• _EXTRAIT DU TEXTE_:
........

Mais ce que nous nous autorisons à faire dans des opérations neuves, nous continuons à l’interdire dans l’existant. Par manque de culture et de savoir faire du renouvellement urbain, sans doute.
Nous avons détaillé comment Bordeaux Métropole utilisait l’interdiction de création de bandes d’accès et de servitude de passage, et réussissait ainsi à bloquer quelques 70’000 terrains en secteurs constructibles.
Voici une autre analyse, sur un autre territoire que nous avons examiné avec Iudo :
1/ sur un échantillon de 36’000 ha de tissus pavillonnaires franciliens représentant environ 38% des quartiers pavillonnaires de la région Ile-de-France,
2/ l’impact d’une seule règle : la règle de la bande A
, qui s’exprime comme suit :
–
Les constructions ne sont possibles que dans une bande de constructibilité d’une profondeur de 20 m comptés depuis l’alignement avec l’emprise publique
–
Au-delà de cette bande de 20 m, seules les annexes et les piscines et les terrasses non couvertes de plain-pied avec le terrain naturel sont autorisées.
3/ les communes situées à moins de 40 min de Paris en RER, métro ou train, qui bloquent de 90% à 100% de leur tissu pavillonnaire par cette seule règle.
Le résultat est colossal : cette seule règle gèle, dans les seules 40 communes qui en font un usage systématique, 1/4 de l’échantillon pavillonnaire analysé.
3’700 maisons
pourraient y être construites chaque année en densification douce, soit 50% de leur production de logement actuelle.

........

• _PROBLÈMES À RÉSOUDRE_:
(a) Selon l'extrait sur les quartiers pavillonnaires, pourquoi continue-t-on d'interdire dans l'existant ce que l'on s'autorise dans les opérations neuves ? Répondez en une à trois phrases.
(b) Réécrivez en liste JSON de chaînes les entrées situées entre la ligne contenant "request: boxes for man's ear" et la fin des entrées, ces deux bornes comprises. Mettez une chaîne par ligne et omettez les lignes vides.

• _DONNÉES PRÉSENTÉES_:
........

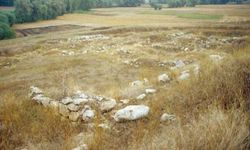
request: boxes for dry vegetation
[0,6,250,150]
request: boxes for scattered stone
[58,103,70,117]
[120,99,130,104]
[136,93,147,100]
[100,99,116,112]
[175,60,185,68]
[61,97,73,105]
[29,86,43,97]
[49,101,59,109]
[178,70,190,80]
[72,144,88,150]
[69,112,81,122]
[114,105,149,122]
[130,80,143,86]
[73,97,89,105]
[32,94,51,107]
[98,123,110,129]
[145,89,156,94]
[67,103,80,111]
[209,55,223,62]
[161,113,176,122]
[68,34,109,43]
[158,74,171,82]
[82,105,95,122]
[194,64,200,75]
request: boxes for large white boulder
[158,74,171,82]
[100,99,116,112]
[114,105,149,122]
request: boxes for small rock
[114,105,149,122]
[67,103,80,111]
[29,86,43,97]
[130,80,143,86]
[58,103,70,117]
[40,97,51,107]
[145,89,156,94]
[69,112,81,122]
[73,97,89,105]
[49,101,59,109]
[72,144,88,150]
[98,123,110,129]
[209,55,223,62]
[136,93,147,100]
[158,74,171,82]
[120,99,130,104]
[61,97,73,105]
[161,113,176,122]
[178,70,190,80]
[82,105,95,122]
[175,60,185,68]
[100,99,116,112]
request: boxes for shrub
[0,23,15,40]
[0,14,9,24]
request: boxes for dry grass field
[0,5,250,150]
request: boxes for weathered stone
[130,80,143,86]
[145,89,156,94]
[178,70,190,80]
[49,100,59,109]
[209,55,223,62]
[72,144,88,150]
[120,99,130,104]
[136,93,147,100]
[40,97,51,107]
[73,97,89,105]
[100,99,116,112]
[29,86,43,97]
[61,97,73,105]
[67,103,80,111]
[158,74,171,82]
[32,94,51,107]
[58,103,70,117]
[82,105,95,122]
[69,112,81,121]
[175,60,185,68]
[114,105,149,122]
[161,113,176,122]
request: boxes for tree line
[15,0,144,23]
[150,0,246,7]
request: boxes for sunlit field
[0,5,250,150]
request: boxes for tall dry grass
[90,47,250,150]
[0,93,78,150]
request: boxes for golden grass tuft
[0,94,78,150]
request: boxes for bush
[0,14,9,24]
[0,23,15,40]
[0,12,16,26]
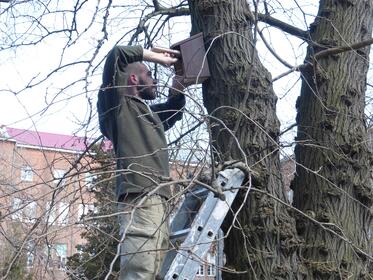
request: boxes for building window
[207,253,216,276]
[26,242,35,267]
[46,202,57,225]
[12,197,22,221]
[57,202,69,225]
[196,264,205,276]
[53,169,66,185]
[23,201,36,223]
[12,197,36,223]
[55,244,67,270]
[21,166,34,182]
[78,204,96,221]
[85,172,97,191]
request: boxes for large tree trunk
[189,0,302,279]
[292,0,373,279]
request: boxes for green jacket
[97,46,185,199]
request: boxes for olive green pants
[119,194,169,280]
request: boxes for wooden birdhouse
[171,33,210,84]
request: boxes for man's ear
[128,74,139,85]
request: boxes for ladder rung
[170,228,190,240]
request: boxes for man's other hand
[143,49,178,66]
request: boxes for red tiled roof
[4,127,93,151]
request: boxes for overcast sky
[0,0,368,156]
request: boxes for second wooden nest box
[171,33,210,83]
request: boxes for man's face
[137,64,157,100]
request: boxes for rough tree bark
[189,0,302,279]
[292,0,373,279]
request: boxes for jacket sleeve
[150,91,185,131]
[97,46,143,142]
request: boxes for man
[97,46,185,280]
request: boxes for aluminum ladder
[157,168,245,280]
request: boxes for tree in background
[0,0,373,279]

........

• _LES RÉPONSES_:
(a) D'après l'extrait, c'est sans doute par manque de culture et de savoir-faire en matière de renouvellement urbain.

(b)
[
  "request: boxes for man's ear",
  "[128,74,139,85]",
  "request: boxes for ladder rung",
  "[170,228,190,240]",
  "request: boxes for man's other hand",
  "[143,49,178,66]",
  "request: boxes for red tiled roof",
  "[4,127,93,151]",
  "request: boxes for overcast sky",
  "[0,0,368,156]",
  "request: boxes for second wooden nest box",
  "[171,33,210,83]",
  "request: boxes for man's face",
  "[137,64,157,100]",
  "request: boxes for rough tree bark",
  "[189,0,302,279]",
  "[292,0,373,279]",
  "request: boxes for jacket sleeve",
  "[150,91,185,131]",
  "[97,46,143,142]",
  "request: boxes for man",
  "[97,46,185,280]",
  "request: boxes for aluminum ladder",
  "[157,168,245,280]",
  "request: boxes for tree in background",
  "[0,0,373,279]"
]